**Document segment:**
Major player enters the market

Philip Reid visits two widely contrasting Midlands developments - The Heritage and Castlecomer - and finds that, while one cost…

Philip Reid visits two widely contrasting Midlands developments - The Heritage and Castlecomer - and finds that, while one cost €100m and theother €2.5m, both are courses to be proud of

As one enlightened soul put it, your first reaction after negotiating a couple of miles of narrow country roads and then arriving in the small village of Killenard, Co Laois, where The Heritage golf course is to be found, is likely to be to utter the words, "oh, Jaysus."

This has nothing to do with rediscovering religion, or anything like that, but more to do with the mind-blowing impact of the massive three-storey 38,000 square feet clubhouse that overlooks the Seve Ballesteros signature layout in the heart of what was once rich and fertile pasture land.

You can't miss the clubhouse, dominating as it does the entrance - through a newly-constructed village-style estate of properties - of The Heritage Golf & Country Club, all part of the €100 million investment which has already transformed this once-quiet village into a new mecca of Irish golf.

READ MORE

The package here is an intoxicating one, comprising as it does the course, the clubhouse, a golf academy - the Seve Ballesteros "Natural" Golf School, of course - with indoor and outdoor lawn bowling greens coming on stream, as well as a 150-bedroom hotel and a Wellbeing Resort (or, if you prefer, spa and leisure centre).

To be sure, no stone has been left unturned to make this newest development on the Irish golfing landscape an immediate major player.

**Raw data:**
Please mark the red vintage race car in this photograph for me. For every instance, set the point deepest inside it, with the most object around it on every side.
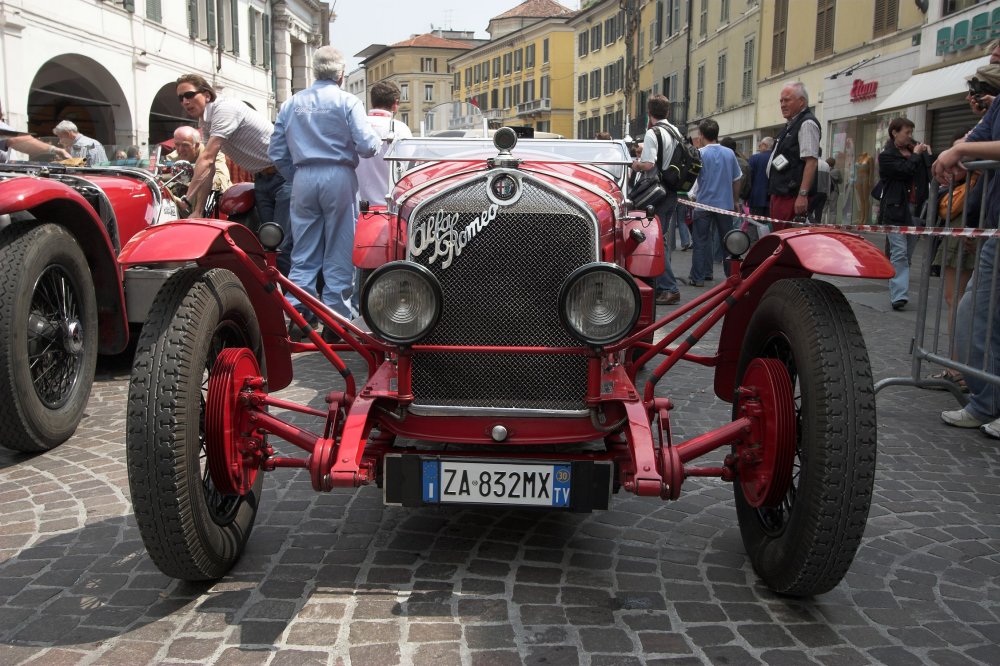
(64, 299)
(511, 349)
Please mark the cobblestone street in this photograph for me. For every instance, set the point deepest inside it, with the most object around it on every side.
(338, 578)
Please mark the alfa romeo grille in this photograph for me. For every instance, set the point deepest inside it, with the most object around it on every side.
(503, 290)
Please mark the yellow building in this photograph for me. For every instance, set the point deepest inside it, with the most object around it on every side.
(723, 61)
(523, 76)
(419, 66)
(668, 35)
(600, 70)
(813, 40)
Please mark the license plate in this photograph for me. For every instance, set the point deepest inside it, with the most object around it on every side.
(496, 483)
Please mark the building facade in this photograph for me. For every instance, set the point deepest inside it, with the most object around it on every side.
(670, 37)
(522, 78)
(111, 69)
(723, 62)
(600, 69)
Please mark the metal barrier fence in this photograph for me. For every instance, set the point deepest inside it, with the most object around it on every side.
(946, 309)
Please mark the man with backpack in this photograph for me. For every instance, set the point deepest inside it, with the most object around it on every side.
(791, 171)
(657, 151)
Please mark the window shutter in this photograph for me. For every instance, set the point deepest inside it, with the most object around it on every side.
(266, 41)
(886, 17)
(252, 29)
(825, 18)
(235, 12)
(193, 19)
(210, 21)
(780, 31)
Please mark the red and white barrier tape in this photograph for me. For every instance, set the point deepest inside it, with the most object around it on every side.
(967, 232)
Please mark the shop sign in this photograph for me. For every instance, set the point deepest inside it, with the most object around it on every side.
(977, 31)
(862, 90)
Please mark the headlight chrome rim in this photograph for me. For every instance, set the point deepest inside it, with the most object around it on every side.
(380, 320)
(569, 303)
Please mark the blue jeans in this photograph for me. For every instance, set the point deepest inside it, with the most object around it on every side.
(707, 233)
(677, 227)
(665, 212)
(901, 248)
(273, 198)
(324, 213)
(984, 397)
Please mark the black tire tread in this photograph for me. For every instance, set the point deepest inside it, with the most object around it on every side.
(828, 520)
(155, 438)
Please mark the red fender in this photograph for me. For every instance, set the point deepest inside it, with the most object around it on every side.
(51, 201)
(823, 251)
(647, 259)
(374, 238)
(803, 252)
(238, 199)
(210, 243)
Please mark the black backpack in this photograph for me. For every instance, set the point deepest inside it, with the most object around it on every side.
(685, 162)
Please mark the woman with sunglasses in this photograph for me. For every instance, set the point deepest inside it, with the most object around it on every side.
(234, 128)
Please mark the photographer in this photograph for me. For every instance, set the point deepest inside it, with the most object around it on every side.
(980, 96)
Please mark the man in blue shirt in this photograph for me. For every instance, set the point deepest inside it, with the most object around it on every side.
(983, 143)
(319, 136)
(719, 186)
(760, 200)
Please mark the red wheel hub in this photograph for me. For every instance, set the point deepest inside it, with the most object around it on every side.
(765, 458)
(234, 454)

**Directives:**
1. Write out everything in the golf article from "You can't miss" down to "of Irish golf.".
2. Put this sentence from the golf article into Spanish: "To be sure, no stone has been left unturned to make this newest development on the Irish golfing landscape an immediate major player."
The rows are not needed for anything here.

**Results by task:**
1.
You can't miss the clubhouse, dominating as it does the entrance - through a newly-constructed village-style estate of properties - of The Heritage Golf & Country Club, all part of the €100 million investment which has already transformed this once-quiet village into a new mecca of Irish golf.

2. Sin duda, no se ha escatimado esfuerzo alguno para que este proyecto, el más reciente del panorama del golf irlandés, se convierta de inmediato en un actor de primer orden.